Please format all of the data below as a numbered list, skipping any blank lines. Leave the pictures out of your answer.

## BEGIN EXERCISE INPUTS

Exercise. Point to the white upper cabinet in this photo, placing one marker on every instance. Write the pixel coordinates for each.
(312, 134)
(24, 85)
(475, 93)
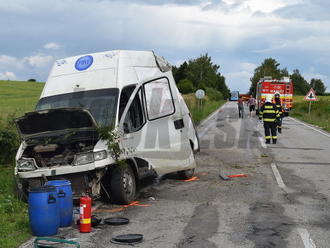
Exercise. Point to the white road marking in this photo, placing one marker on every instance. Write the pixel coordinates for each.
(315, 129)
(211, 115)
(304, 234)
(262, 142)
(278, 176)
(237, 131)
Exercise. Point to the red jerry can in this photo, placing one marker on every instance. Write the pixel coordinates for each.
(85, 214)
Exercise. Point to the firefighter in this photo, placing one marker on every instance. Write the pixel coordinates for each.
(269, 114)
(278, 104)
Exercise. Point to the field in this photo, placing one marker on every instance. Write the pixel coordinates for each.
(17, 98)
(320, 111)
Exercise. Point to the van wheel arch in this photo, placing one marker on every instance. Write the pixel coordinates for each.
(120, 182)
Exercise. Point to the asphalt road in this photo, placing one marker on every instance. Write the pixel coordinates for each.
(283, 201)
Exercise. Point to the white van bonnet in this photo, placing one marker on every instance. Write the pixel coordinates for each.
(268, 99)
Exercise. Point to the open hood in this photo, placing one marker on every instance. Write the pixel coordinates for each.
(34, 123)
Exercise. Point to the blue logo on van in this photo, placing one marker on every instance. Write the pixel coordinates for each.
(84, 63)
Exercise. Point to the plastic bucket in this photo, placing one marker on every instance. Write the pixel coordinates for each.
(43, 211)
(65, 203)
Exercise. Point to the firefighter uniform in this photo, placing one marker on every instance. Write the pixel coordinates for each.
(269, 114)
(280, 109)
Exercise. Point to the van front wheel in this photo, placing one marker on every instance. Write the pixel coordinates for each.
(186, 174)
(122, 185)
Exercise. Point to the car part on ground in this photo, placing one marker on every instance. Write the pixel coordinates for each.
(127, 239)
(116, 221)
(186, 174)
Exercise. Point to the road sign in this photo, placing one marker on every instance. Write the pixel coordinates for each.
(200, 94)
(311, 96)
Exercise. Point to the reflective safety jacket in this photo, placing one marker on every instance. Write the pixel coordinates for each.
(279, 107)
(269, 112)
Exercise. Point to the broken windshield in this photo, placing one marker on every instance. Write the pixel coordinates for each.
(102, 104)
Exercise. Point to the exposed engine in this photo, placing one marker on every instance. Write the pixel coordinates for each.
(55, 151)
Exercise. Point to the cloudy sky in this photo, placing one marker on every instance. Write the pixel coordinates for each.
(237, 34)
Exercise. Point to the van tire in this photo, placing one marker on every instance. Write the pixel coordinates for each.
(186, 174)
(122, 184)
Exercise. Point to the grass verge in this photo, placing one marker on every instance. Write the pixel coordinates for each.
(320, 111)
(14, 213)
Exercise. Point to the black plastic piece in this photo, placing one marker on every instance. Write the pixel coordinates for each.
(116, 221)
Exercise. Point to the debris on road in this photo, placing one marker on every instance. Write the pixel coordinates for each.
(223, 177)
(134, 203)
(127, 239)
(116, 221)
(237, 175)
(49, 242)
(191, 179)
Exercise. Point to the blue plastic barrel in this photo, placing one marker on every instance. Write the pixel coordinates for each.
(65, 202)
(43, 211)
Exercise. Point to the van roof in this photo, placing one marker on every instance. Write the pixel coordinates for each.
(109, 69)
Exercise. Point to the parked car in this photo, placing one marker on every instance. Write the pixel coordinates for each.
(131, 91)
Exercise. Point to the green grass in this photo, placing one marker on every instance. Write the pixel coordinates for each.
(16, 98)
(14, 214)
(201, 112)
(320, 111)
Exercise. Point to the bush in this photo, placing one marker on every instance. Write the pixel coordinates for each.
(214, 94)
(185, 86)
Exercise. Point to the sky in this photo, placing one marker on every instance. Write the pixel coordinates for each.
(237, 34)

## END EXERCISE INPUTS

• [OUTPUT]:
1. Exercise. Point to the white upper cabinet in this photo, placing one marker on every instance. Write the pixel coordinates for each.
2. (312, 134)
3. (24, 85)
4. (475, 93)
5. Exercise. Point to the white road marking in this photo, placing one marker on every instance. Write the pixel coordinates for each.
6. (315, 129)
7. (211, 115)
8. (304, 234)
9. (262, 142)
10. (278, 176)
11. (237, 131)
12. Exercise. Point to the red jerry can in this photo, placing one marker on every instance. Write the pixel coordinates for each.
13. (85, 214)
14. Exercise. Point to the firefighter in this photo, placing one marker on every instance. Write the pixel coordinates for each.
15. (269, 114)
16. (278, 104)
17. Exercise. Point to the field in this photo, placing one marker on every instance. Write the pixel coordinates for each.
18. (17, 98)
19. (320, 111)
20. Exercise. Point to the van wheel arch in this photo, placing one marker on every instance. Write the pixel coordinates for each.
21. (120, 182)
22. Exercise. Point to the asphalt road in this photo, placing one marker on every instance. Write the pixel coordinates for each.
23. (283, 201)
24. Exercise. Point to the white van bonnet in this photo, placing one marker on every instance. Write the pixel coordinates for each.
25. (268, 99)
26. Exercise. Point to the open hood in this photo, placing one marker on every instance. Write the pixel coordinates for each.
27. (34, 123)
28. Exercise. Point to the blue logo on van in this photo, placing one marker on every instance. Write the pixel coordinates for each.
29. (84, 63)
30. Exercise. Point to the plastic bucket in this photo, placing one marker on every instance. Write the pixel coordinates for each.
31. (43, 211)
32. (65, 203)
33. Exercise. Point to the firefighter uniform in this photo, placing one marker on every instance. Write the pixel coordinates for each.
34. (269, 114)
35. (280, 109)
36. Exercise. Point to the van front wheel in this photo, placing one marker on every instance. Write the pixel coordinates for each.
37. (186, 174)
38. (122, 185)
39. Exercise. Point to the car part on ground in this photo, placing one marker on every instance. Write the pixel coordinates for each.
40. (127, 239)
41. (116, 221)
42. (186, 174)
43. Exercise. Point to the road sign in this photo, placing one marker on every instance. Write the pixel coordinates for each.
44. (200, 94)
45. (311, 96)
46. Exercise. Point to the reflective safety jacket in this photo, placing one marker on every instance. Write the pixel coordinates for each.
47. (279, 107)
48. (269, 112)
49. Exercise. Point to the broken windshield in this photo, placing one marker on every instance. Write the pixel coordinates for each.
50. (102, 104)
51. Exercise. Point to the exposed engine in this photo, placing one marker on every instance. Write the pixel coordinates for each.
52. (55, 151)
53. Exercise. Point to the cloudy sky in this photo, placing one marker on every instance. Write the pixel coordinates for each.
54. (237, 34)
55. Exercise. Point to the van tire in this photo, placing one marker on every instance. Write the pixel coordinates for each.
56. (186, 174)
57. (122, 184)
58. Exercise. Point to the grass verge in this photo, placing one marker on every instance. Write the pixel coordinates for each.
59. (320, 111)
60. (14, 213)
61. Exercise. Point to the black plastic piece in this photo, placing one marker on every instance. Write the pixel coordinates for each.
62. (116, 221)
63. Exercise. Point to the debris on road in this photo, placing one marker on every instance. Write the pixel coordinates for each.
64. (223, 177)
65. (134, 203)
66. (127, 239)
67. (116, 221)
68. (237, 175)
69. (49, 242)
70. (191, 179)
71. Exercise. Point to the blue plastic barrel in this photo, placing one marker on every instance. Write the pixel coordinates for each.
72. (65, 202)
73. (43, 211)
74. Exercise. Point to the van roof in this photo, placing one marker on every instance. Write the pixel coordinates for each.
75. (109, 69)
76. Exercise. Point to the parked car in this photo, placing one marker on every instance. Write the pixel coordinates for each.
77. (131, 91)
78. Exercise. Point to the green grass in this photo, placing one marker on every instance. Write the pixel coordinates for each.
79. (16, 98)
80. (14, 214)
81. (201, 112)
82. (320, 111)
83. Exercise. Point to the bush in this photo, placing one marker on every instance. Write the pixel coordinates for each.
84. (214, 94)
85. (185, 86)
86. Exercise. Point to the sky in this photo, placing one marker on every instance. Write the pixel coordinates for each.
87. (237, 34)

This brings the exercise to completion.